══ Dataset records ══

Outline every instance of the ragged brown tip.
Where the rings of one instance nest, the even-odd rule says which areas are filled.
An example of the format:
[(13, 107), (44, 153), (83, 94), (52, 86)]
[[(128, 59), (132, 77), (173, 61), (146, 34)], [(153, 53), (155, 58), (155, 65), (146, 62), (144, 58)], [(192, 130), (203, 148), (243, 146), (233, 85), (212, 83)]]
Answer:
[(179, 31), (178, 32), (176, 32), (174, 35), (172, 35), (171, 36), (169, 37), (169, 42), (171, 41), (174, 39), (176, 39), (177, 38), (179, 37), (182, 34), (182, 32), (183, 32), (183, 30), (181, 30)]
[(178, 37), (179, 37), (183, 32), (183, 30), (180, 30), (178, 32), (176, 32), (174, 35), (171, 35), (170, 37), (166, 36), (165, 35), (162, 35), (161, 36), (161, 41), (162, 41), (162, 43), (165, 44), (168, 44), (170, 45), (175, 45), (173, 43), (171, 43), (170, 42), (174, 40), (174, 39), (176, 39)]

═══
══ Dataset records ══

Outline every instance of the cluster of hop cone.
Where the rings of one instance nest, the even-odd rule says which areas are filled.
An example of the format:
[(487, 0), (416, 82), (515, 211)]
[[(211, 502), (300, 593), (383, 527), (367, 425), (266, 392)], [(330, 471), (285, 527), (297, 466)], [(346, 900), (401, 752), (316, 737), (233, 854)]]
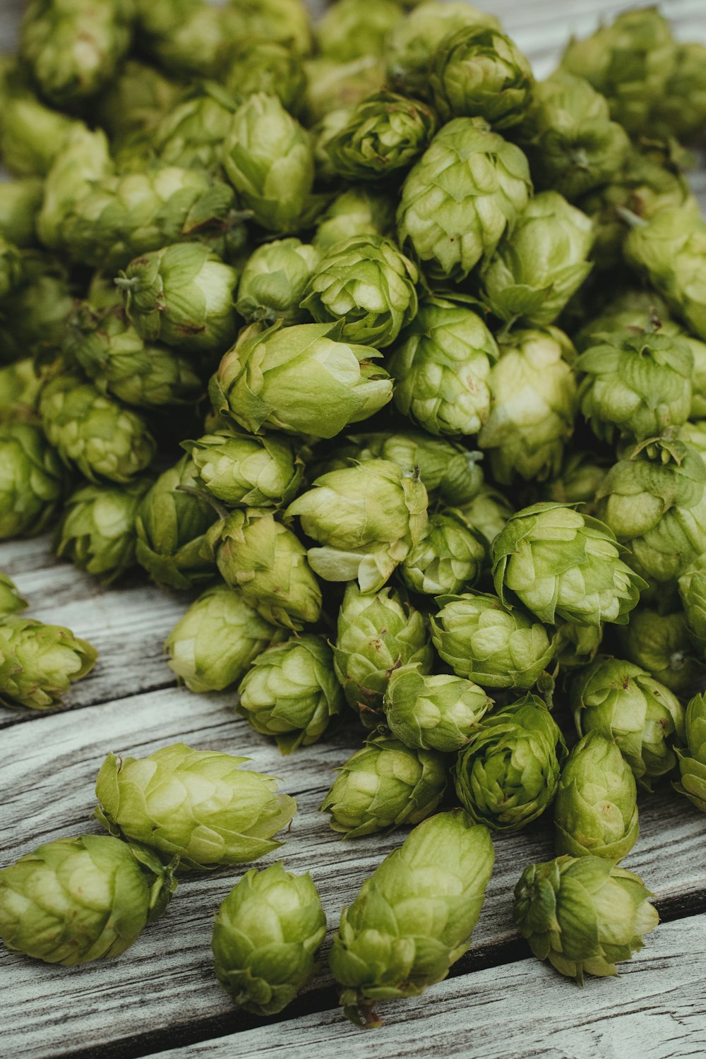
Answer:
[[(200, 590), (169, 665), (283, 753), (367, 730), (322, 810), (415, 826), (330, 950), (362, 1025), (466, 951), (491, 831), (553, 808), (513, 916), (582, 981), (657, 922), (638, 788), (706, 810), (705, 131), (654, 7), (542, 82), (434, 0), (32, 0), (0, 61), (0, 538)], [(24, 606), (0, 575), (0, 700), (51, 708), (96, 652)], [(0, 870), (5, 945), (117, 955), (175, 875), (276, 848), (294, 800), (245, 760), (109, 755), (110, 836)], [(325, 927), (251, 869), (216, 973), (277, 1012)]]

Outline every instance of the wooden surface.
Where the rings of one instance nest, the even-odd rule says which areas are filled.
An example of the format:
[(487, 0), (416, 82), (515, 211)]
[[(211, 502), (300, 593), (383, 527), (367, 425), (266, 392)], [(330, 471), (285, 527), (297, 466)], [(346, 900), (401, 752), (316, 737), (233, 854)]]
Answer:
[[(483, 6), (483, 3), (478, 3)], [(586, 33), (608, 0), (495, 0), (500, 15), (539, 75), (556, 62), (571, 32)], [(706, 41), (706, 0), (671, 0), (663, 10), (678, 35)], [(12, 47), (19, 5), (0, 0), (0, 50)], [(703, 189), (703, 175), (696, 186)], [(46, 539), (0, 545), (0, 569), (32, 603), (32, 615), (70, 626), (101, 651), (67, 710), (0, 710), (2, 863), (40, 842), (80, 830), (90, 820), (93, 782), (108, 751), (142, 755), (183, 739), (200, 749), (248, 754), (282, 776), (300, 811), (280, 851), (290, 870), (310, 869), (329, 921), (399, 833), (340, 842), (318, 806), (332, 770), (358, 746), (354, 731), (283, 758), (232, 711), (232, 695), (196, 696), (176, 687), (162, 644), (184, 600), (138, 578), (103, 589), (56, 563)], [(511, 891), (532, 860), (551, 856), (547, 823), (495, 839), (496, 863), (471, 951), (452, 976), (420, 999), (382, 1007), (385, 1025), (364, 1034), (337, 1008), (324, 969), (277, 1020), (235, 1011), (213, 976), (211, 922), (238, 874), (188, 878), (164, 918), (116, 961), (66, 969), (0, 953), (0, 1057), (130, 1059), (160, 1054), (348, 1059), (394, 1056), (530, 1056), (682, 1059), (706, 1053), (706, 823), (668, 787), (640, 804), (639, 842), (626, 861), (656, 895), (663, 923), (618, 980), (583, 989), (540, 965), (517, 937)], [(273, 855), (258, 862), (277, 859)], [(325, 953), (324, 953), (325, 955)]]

═══

Task statement: Reproduce the records word for word, from the line containing "Outline every instance of the ragged" through the line containing "39), (176, 39)]", with both of those lines included.

Task solution:
Outline every instance of the ragged brown tip.
Where the rings of one instance nest, the even-odd rule says which areas are filled.
An example of the format:
[(13, 107), (44, 153), (83, 94), (52, 86)]
[[(128, 59), (132, 77), (173, 61), (146, 34)], [(153, 53), (155, 58), (155, 65), (146, 62), (144, 58)], [(192, 130), (203, 148), (243, 146), (233, 85), (212, 83)]]
Answer:
[(179, 31), (178, 32), (176, 32), (174, 35), (172, 35), (171, 36), (169, 37), (169, 42), (171, 41), (174, 39), (176, 39), (177, 38), (179, 37), (182, 34), (182, 32), (183, 32), (183, 30), (181, 30)]
[(178, 37), (179, 37), (183, 32), (183, 30), (180, 30), (178, 32), (176, 32), (174, 35), (171, 35), (170, 37), (166, 36), (165, 35), (162, 35), (161, 36), (161, 41), (162, 41), (162, 43), (165, 44), (168, 44), (170, 45), (175, 45), (173, 43), (171, 43), (170, 42), (174, 40), (174, 39), (176, 39)]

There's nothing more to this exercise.